» Supplied records
▼

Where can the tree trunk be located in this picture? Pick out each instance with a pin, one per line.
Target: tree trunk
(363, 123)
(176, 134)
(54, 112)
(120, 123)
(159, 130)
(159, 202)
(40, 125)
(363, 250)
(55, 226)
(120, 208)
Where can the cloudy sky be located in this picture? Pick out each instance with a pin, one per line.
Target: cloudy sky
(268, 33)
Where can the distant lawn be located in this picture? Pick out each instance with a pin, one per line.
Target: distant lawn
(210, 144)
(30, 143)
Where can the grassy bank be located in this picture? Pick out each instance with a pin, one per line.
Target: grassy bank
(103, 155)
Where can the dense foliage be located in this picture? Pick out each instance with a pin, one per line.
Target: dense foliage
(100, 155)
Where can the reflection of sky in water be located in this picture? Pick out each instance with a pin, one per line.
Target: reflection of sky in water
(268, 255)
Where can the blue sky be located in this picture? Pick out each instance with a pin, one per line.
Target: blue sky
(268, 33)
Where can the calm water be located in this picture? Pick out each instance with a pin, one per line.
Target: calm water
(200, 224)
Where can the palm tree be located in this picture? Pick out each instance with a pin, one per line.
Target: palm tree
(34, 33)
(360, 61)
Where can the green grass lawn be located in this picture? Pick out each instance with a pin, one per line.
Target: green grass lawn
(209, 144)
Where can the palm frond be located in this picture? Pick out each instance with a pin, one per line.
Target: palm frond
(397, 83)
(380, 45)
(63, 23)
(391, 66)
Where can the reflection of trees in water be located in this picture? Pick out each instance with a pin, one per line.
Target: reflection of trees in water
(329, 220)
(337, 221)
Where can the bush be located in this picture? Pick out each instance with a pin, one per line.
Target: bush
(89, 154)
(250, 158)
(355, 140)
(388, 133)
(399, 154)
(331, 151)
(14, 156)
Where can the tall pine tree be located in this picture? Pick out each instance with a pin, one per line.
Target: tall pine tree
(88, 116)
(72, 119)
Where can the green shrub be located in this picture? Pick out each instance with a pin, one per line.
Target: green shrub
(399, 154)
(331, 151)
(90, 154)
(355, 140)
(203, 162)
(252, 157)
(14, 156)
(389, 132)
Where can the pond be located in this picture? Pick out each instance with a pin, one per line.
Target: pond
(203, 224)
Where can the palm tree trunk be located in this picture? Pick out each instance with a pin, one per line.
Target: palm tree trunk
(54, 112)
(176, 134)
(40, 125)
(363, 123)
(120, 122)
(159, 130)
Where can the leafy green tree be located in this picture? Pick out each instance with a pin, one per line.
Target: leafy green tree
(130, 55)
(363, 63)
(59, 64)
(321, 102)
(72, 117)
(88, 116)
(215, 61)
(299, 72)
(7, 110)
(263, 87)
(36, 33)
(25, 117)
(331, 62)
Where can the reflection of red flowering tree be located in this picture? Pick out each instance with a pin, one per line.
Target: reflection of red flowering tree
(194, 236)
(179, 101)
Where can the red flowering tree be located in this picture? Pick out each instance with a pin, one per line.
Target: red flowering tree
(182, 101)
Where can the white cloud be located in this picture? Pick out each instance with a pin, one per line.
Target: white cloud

▲
▼

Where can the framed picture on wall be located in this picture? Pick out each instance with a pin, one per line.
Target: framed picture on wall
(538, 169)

▲
▼

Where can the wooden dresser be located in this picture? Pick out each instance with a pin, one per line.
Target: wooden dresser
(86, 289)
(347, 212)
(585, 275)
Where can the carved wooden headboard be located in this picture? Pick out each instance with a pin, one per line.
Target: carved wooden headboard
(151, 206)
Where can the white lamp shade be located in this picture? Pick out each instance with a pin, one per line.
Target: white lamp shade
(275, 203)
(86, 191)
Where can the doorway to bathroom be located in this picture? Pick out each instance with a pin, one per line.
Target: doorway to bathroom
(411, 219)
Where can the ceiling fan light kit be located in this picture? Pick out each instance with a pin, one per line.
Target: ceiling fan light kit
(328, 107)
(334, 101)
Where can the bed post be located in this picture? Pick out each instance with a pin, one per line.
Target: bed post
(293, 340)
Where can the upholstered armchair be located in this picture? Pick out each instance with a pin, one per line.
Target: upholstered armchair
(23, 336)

▲

» What you are asked to do
Copy out every line of the items above in which the string "palm" appears.

» Solution to this exercise
Where can the palm tree be located in this picture? Pick out each instance with a pin, one per line.
Target: palm tree
Where can the palm frond be located in this picture? Pick out each instance with a pin, one per line.
Target: palm frond
Where can the palm tree trunk be located in this picture? Pick out each instance with a pin, one per line.
Target: palm tree trunk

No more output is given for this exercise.